*Available data:*
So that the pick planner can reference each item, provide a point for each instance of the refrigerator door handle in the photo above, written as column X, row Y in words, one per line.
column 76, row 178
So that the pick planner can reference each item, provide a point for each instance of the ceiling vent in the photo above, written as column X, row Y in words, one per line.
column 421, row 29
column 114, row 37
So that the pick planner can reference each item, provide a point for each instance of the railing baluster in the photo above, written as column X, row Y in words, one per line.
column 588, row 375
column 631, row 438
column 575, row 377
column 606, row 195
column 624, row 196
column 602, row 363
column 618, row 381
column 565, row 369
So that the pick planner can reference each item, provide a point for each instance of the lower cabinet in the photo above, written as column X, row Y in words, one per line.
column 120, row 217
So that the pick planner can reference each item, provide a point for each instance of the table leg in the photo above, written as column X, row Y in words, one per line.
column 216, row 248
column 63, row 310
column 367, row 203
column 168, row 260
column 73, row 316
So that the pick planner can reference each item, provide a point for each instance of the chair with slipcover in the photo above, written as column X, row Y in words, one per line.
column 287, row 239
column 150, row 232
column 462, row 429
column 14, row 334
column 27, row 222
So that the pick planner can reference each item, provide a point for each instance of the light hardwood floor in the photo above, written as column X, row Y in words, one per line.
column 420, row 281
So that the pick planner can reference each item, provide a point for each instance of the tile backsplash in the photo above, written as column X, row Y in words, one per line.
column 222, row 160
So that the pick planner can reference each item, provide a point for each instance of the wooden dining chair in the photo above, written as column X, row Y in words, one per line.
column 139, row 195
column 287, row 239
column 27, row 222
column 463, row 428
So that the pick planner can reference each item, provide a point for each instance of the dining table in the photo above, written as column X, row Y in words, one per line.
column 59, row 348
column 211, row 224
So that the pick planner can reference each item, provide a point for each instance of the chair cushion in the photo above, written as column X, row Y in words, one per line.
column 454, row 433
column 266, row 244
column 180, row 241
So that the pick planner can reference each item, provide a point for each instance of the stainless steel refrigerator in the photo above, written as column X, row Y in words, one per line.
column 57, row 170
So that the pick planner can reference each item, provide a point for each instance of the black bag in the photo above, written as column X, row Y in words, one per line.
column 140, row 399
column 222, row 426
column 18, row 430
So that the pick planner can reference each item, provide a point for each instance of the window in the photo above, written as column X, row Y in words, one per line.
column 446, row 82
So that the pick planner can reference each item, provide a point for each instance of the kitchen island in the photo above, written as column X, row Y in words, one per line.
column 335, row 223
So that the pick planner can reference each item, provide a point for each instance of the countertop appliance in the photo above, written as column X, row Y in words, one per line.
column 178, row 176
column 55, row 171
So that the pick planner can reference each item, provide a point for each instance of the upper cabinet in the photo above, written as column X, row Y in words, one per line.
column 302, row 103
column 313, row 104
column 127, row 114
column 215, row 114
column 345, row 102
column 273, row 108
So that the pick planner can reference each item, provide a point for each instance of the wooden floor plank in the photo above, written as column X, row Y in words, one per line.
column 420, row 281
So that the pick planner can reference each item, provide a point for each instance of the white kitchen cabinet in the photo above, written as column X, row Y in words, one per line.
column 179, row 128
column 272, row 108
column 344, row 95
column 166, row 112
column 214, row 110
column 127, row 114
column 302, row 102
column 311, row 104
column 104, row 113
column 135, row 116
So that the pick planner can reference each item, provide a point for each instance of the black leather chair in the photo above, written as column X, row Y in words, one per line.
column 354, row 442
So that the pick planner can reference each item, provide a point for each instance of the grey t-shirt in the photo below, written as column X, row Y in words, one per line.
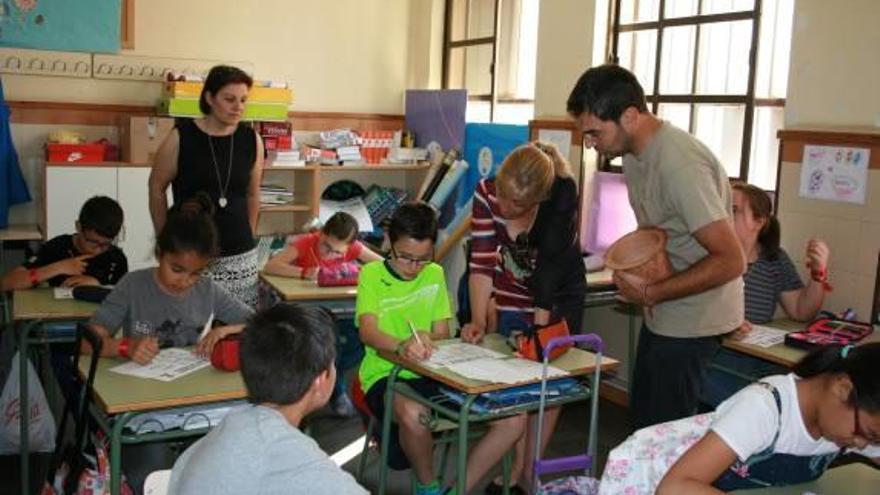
column 678, row 185
column 141, row 307
column 255, row 450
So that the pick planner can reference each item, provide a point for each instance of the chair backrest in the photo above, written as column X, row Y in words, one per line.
column 157, row 482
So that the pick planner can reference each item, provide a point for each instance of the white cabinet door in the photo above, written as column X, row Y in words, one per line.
column 133, row 195
column 67, row 188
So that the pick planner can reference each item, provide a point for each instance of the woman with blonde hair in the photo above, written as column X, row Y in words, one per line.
column 525, row 267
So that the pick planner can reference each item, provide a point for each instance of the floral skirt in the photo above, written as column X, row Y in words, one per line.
column 238, row 274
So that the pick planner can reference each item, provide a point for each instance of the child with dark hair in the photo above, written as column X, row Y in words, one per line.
column 335, row 243
column 771, row 280
column 287, row 355
column 87, row 257
column 398, row 297
column 786, row 429
column 167, row 306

*Given instruction:*
Could you write out all of the data above, line for line and unchanged, leaving out the pictures?

*The answer:*
So that the pick planner can reference each item, provide a point for each instance of the refrigerator door handle in the photo above, written as column X, row Y in words, one per line.
column 76, row 178
So that the pick planner can reference each item, provide a point for each instance of the ceiling vent in the photo above, written as column X, row Y in words, one per line.
column 421, row 29
column 114, row 37
So that the pick planner can reference each item, provide a point for each instance of the railing baluster in the photo above, written as column X, row Y in words, one per line.
column 588, row 375
column 631, row 438
column 575, row 377
column 606, row 195
column 624, row 196
column 602, row 363
column 618, row 381
column 565, row 369
So that the pick planner can reference each item, provide a point for each instance of the lower cabinet in the photo above, written as column X, row Y in words, one per line.
column 120, row 217
So that the pick planner can reference each item, provide a point for each instance of the table leg in the photo above, written as column X, row Y in words, one per line.
column 216, row 248
column 63, row 310
column 367, row 203
column 168, row 260
column 73, row 316
So that the pick planner can reference each item, provide a point for each instance of the chair with slipcover in the photo above, written as column X, row Y in words, one per line.
column 287, row 239
column 150, row 232
column 462, row 429
column 14, row 334
column 27, row 222
So that the pick planner can reference each item, provide a point for each instance of the light hardwood floor in the photo above, written as column X, row Y in words, one per line.
column 420, row 281
So that the pick planner can reference each item, provide a point for each instance of the tile backsplash in the photo above, written as column X, row Y in words, one per line.
column 222, row 160
So that the pick planner can reference each item, provide a point for each instance of the wooden dining chair in the photo above, written as column X, row Y in words, one per line.
column 139, row 195
column 287, row 239
column 27, row 222
column 463, row 428
So that the pick planner can reference each item, provide a point for each instance of the dining table in the photo above, written as column X, row Y in words, one per line.
column 59, row 348
column 211, row 224
So that the pick planner can reference each item, provide a point for each instance of the chair cushion in the photo above, written as column X, row Y in words, one per line.
column 454, row 433
column 266, row 244
column 180, row 241
So that the pick planner can reference each item, provide a point for each instance of the stainless steel refrigerator in the photo above, written as column X, row Y in words, one per line.
column 57, row 170
So that the pick planner can reference each item, provide a point for each instance of the black bag in the photo above, written as column X, row Y in words, one per line.
column 140, row 399
column 222, row 426
column 18, row 430
So that the pick planner can reference each item, provide a point for each instance of the window in the photo above, written as column X, row Y in words, one per line.
column 446, row 82
So that the pick planner can reference each item, provide a point for each instance of the kitchen island in the photo above, written as column X, row Y in words, one per line.
column 335, row 223
So that the pick planner can reference each item, provide a point for each instance of the countertop appliance in the photo above, written as column X, row Y in words, one per line.
column 178, row 176
column 55, row 171
So that the pick planner can reference each item, provide a point for each instance of the upper cabinet in the photo above, written as column X, row Y in words, one per line.
column 302, row 103
column 313, row 104
column 127, row 114
column 215, row 114
column 345, row 102
column 273, row 108
So that the pick planner can reference each item, provide a point for each instance of the wooden floor plank in the photo above, written as column X, row Y in words, one per line.
column 420, row 281
So that the pick planner can reference each item, provide a point for each instance of the white kitchen cabinet in the photo above, written as column X, row Y in words, one per line.
column 179, row 128
column 272, row 108
column 344, row 95
column 166, row 112
column 214, row 110
column 127, row 114
column 302, row 102
column 311, row 104
column 104, row 113
column 135, row 116
So that the pick planner can reference each item, provide a point for each instance of the black leather chair in the photo above, written as column X, row Y in words, one per line.
column 354, row 442
So that the pick planner can reference each item, provide a point for each instance of the grey t-shirt in the photo below, written as column X, row Y in words, one per line.
column 678, row 185
column 141, row 307
column 255, row 450
So that the pick planner can reference each item, provide a point for each instance of the chair backrest in the photo above, written as column X, row Y in words, one per line.
column 157, row 482
So that the pick planner can reference each item, provide a point for each instance of the white cabinet door in the photo above, written as column X, row Y in words, one per line.
column 133, row 195
column 67, row 188
So that the pick planner can reference each item, provide a point for each instance of the woman with blonde hair in the photo above, written as column X, row Y in words, one per line.
column 525, row 267
So that the pick planner can reference each item, provide a point for each instance of the floral skirt in the photo above, written as column X, row Y in words, one per line.
column 238, row 274
So that the pick planner can reference each item, provide a point for each instance of the child with dark hair in the photo above, written as column X, row Y in words, one per line.
column 335, row 243
column 771, row 280
column 287, row 355
column 87, row 257
column 398, row 297
column 786, row 429
column 167, row 306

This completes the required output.